:: Fragmento

Si pone usted sus ojos soñadores sobre
cualquier rincón del mapa extremeño verá, perfectamente localizados, viejos
castillos medievales, románticos monasterios en ruinas, espectaculares
dólmenes, enigmáticas pinturas rupestres, castros misteriosos, lujosas villas
romanas, árboles singulares y parajes naturales de recóndita y secreta belleza.
La única pega es que, a menos que le vaya saltarse vallas, incumplir leyes y
huir de toros y mastines, difícilmente podrá visitar la mayoría de esos
monumentos.
Porque en esta santa región todo, casi
absolutamente todo, es propiedad privada y, salvo raras excepciones limitadas a
los monumentos más conocidos, es prácticamente imposible visitar lo que
prometen los mapas (y hasta los propios folletos turísticos) sin toparse con la
puerta de una finca cerrada a cal y canto, o sin que el propio camino se
difumine o cierre invadido por la maleza, el surco del tractor o un vallado no
previsto. ¡Dudo que haya región de España donde se consuma más alambre de púas
que aquí!
Y no se trata de desalambrar y repartir
la tierra, por Dios, y menos ahora que vuelve la moda, entre las grandes
fortunas, de comprarse un latifundio en Extremadura (cosas del «país comunista» en el que,
según algunos, vivimos). Se trata de que si tienes la suerte (o incluso el
mérito, si tal cosa existe) de poseer un castillo del siglo XV o una finca con
restos históricos, compartas ese bien permitiendo visitas limitadas, a cambio,
por ejemplo, de que se te ayude a conservarlo o, simplemente, del honor de ofrendar
a tus conciudadanos un bien patrimonial.

::::
:: Datos proporcionados

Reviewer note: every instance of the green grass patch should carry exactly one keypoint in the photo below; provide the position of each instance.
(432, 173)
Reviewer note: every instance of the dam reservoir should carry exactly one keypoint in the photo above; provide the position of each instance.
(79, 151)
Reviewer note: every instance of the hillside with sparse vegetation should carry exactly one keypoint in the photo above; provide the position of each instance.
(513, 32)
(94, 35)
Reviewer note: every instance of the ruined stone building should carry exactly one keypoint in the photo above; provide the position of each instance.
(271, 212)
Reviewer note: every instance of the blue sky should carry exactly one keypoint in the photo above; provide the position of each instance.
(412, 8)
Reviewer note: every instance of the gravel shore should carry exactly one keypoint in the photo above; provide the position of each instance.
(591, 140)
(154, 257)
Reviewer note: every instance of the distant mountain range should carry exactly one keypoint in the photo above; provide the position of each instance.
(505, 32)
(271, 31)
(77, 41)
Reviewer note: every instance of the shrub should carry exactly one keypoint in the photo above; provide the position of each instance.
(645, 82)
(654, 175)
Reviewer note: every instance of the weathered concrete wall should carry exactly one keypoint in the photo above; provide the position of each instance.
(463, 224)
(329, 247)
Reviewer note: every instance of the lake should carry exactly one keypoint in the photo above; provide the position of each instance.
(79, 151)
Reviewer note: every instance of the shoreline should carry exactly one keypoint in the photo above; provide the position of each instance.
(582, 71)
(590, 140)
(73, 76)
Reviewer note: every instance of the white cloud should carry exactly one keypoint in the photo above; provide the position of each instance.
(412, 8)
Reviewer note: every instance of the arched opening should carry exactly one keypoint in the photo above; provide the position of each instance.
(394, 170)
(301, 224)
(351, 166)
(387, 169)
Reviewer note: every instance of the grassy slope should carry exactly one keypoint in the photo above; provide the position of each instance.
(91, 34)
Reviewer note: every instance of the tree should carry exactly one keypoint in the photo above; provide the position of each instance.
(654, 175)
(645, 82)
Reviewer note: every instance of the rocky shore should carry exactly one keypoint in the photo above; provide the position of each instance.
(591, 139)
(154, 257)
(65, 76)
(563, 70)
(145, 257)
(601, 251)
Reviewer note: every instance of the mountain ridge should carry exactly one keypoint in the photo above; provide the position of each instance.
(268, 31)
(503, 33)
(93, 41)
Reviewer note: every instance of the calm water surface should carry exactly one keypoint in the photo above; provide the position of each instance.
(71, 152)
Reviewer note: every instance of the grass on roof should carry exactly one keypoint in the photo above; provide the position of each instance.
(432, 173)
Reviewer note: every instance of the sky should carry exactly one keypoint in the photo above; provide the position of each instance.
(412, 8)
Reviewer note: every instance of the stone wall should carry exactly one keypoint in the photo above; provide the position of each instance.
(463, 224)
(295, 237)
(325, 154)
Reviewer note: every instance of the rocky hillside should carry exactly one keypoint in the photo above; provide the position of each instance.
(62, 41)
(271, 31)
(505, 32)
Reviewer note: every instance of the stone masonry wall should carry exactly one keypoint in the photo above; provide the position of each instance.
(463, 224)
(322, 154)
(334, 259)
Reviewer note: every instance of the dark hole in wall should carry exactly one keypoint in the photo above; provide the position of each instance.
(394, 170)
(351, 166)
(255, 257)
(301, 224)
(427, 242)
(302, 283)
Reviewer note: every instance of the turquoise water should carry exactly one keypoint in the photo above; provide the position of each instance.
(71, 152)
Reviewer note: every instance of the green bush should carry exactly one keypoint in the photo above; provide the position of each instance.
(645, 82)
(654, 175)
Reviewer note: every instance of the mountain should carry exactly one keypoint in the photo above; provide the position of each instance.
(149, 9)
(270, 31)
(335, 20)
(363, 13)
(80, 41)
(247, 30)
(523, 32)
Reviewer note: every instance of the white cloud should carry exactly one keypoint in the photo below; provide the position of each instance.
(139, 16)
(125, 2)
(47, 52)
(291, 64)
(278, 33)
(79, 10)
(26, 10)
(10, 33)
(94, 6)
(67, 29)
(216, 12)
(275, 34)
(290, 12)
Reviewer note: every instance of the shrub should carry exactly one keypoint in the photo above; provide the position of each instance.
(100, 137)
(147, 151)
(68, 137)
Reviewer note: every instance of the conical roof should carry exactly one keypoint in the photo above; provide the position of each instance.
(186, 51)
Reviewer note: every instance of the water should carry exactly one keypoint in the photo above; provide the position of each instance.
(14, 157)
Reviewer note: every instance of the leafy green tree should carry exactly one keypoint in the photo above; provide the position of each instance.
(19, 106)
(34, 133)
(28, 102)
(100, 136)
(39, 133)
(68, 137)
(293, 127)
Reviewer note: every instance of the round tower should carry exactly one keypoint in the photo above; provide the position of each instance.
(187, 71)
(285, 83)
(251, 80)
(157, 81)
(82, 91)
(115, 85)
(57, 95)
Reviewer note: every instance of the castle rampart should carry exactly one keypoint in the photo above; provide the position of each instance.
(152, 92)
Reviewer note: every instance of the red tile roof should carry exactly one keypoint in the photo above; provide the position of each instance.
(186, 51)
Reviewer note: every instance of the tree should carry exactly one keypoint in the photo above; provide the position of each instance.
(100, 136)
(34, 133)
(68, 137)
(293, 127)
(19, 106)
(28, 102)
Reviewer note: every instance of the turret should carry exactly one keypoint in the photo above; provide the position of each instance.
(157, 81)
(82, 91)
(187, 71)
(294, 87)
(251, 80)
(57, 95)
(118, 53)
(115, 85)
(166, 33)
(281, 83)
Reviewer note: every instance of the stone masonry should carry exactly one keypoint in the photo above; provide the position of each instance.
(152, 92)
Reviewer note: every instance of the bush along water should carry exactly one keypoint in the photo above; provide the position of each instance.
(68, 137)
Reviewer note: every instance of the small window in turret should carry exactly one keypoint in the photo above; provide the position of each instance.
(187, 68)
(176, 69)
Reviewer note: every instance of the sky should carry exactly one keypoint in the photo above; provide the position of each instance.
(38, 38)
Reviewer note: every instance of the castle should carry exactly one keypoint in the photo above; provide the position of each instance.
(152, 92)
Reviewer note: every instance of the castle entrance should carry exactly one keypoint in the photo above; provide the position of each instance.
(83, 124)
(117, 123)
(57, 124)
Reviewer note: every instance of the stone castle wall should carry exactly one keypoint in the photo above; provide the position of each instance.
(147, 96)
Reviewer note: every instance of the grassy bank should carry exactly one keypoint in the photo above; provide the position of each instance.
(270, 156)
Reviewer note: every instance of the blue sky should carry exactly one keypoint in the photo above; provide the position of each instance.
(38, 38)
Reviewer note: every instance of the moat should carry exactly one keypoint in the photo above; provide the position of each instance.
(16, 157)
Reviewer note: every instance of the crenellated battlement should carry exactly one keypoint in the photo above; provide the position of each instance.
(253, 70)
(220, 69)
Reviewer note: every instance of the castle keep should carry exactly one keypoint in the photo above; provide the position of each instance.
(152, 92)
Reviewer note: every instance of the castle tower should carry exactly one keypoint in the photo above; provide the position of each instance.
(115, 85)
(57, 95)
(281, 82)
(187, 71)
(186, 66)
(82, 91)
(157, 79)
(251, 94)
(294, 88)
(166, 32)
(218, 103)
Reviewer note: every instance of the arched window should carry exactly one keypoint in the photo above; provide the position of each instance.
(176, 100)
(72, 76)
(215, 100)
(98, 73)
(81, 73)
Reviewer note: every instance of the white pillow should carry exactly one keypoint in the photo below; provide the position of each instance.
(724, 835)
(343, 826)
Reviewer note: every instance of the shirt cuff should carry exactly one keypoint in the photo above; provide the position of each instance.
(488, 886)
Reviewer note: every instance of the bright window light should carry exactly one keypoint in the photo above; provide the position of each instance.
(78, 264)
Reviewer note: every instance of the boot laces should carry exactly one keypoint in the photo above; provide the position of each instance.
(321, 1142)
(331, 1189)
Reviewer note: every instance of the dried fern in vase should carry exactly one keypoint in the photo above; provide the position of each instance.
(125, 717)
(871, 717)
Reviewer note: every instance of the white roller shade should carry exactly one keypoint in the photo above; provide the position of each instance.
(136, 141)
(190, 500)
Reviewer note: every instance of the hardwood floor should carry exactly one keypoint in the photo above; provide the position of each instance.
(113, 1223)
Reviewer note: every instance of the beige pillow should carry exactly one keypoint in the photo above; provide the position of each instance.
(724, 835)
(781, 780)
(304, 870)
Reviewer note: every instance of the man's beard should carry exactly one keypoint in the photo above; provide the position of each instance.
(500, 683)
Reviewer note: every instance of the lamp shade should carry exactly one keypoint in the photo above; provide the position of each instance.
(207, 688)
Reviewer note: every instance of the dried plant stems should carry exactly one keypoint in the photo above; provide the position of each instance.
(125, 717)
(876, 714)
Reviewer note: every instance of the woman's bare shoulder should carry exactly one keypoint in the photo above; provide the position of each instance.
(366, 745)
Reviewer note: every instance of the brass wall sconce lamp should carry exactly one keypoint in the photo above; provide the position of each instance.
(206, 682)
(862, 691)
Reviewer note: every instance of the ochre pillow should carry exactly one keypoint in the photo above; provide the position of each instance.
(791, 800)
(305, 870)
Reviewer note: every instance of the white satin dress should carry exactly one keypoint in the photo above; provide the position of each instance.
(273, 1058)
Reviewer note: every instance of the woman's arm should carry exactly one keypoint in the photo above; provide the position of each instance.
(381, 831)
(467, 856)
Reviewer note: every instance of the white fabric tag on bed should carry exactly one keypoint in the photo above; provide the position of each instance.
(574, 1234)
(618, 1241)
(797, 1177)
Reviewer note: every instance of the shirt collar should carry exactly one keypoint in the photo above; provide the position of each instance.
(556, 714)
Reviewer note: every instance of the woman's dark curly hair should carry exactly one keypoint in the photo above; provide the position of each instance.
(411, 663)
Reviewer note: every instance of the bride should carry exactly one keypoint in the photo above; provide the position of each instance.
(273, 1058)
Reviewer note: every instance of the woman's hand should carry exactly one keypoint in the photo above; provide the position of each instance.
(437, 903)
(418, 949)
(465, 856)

::::

### Trabajo requerido:
A. Sustituye "mastines" por "perros" y copia el fragmento sobre Extremadura desde "Si pone usted" hasta "monumentos.", ambos incluidos.
B. Reúne y copia cada línea de los registros que contenga la palabra "arched", distinguiendo entre mayúsculas y minúsculas.
El texto y los registros no guardan ninguna relación entre sí.

### Resultados:
A.
Si pone usted sus ojos soñadores sobre
cualquier rincón del mapa extremeño verá, perfectamente localizados, viejos
castillos medievales, románticos monasterios en ruinas, espectaculares
dólmenes, enigmáticas pinturas rupestres, castros misteriosos, lujosas villas
romanas, árboles singulares y parajes naturales de recóndita y secreta belleza.
La única pega es que, a menos que le vaya saltarse vallas, incumplir leyes y
huir de toros y perros, difícilmente podrá visitar la mayoría de esos
monumentos.

B.
Reviewer note: every instance of the arched opening should carry exactly one keypoint in the photo above; provide the position of each instance.
Reviewer note: every instance of the arched window should carry exactly one keypoint in the photo above; provide the position of each instance.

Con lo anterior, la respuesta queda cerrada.